WHAT TO WORK ON -> The copy must hold exactly the lines from the one with "Locate every car roof" through the end of the listing below, and nothing else, with no pictures.

EXCERPTED RECORDS ->

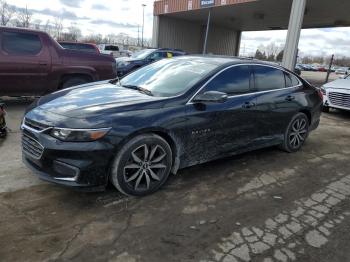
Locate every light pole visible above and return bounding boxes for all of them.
[141,4,146,48]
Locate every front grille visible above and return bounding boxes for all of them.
[24,118,50,131]
[22,132,44,159]
[329,92,350,108]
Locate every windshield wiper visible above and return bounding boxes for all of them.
[122,85,153,96]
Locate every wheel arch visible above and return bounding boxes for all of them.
[58,73,95,89]
[115,127,182,175]
[299,109,312,124]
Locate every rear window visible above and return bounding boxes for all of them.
[253,65,285,91]
[105,45,119,51]
[2,32,42,55]
[285,72,300,87]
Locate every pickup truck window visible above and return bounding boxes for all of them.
[2,32,42,55]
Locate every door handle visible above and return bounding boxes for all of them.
[242,102,256,109]
[285,95,295,101]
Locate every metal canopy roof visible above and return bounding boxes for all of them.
[155,0,350,31]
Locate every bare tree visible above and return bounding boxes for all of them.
[53,17,63,40]
[33,19,42,30]
[16,5,32,28]
[0,0,15,26]
[62,22,82,41]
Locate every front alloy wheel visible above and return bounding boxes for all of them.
[111,134,172,196]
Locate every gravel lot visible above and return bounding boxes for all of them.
[1,73,350,261]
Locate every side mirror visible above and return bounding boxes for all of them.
[193,91,228,104]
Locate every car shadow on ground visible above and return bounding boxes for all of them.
[323,109,350,120]
[43,145,283,209]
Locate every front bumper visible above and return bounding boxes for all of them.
[21,127,115,191]
[323,89,350,111]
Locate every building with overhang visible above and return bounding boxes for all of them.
[152,0,350,69]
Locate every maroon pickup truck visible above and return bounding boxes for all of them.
[0,27,117,96]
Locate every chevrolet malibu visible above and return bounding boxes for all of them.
[22,56,323,196]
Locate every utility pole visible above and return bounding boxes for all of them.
[137,25,140,46]
[142,4,146,48]
[326,54,334,84]
[203,8,211,54]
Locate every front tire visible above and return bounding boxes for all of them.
[110,134,173,196]
[280,113,309,153]
[322,106,330,113]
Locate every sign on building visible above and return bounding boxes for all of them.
[200,0,215,8]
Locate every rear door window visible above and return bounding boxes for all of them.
[204,65,252,95]
[2,32,42,55]
[253,65,286,91]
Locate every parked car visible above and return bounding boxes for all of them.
[321,75,350,112]
[58,41,100,54]
[115,48,186,76]
[98,44,124,58]
[335,67,349,75]
[294,65,302,75]
[0,27,117,96]
[22,56,323,196]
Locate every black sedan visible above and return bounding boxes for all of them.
[22,56,323,196]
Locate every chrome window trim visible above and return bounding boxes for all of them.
[187,63,302,105]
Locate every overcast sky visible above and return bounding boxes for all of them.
[10,0,350,58]
[11,0,155,38]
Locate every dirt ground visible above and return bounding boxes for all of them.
[1,74,350,262]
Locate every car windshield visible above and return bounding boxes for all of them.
[131,49,155,59]
[119,58,217,97]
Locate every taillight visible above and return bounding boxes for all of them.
[317,88,323,100]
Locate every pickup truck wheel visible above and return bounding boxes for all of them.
[61,77,90,89]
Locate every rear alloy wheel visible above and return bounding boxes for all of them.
[280,113,309,153]
[111,134,172,196]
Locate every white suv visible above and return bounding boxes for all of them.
[322,75,350,112]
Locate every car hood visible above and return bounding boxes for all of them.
[115,57,141,63]
[324,79,350,90]
[35,83,162,118]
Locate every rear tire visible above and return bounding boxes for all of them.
[110,134,173,196]
[280,113,309,153]
[61,76,90,89]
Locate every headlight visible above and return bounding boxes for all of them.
[50,127,111,142]
[118,61,130,67]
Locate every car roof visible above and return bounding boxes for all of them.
[0,26,47,35]
[172,55,286,69]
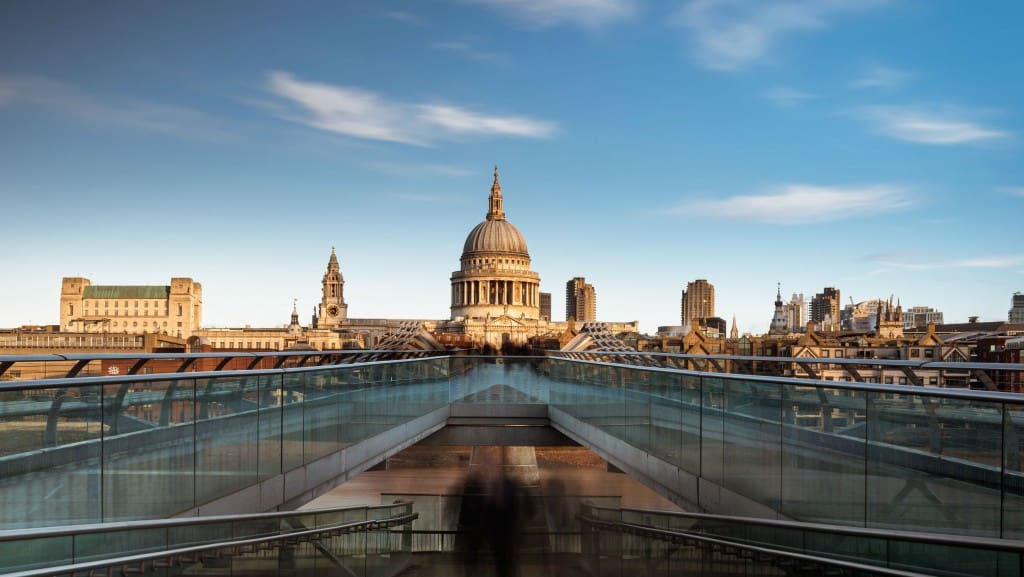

OUTPUT OF THE TASK ->
Locate every car roof visible above and return bounding boxes for all of them.
[0,26,47,35]
[172,55,286,69]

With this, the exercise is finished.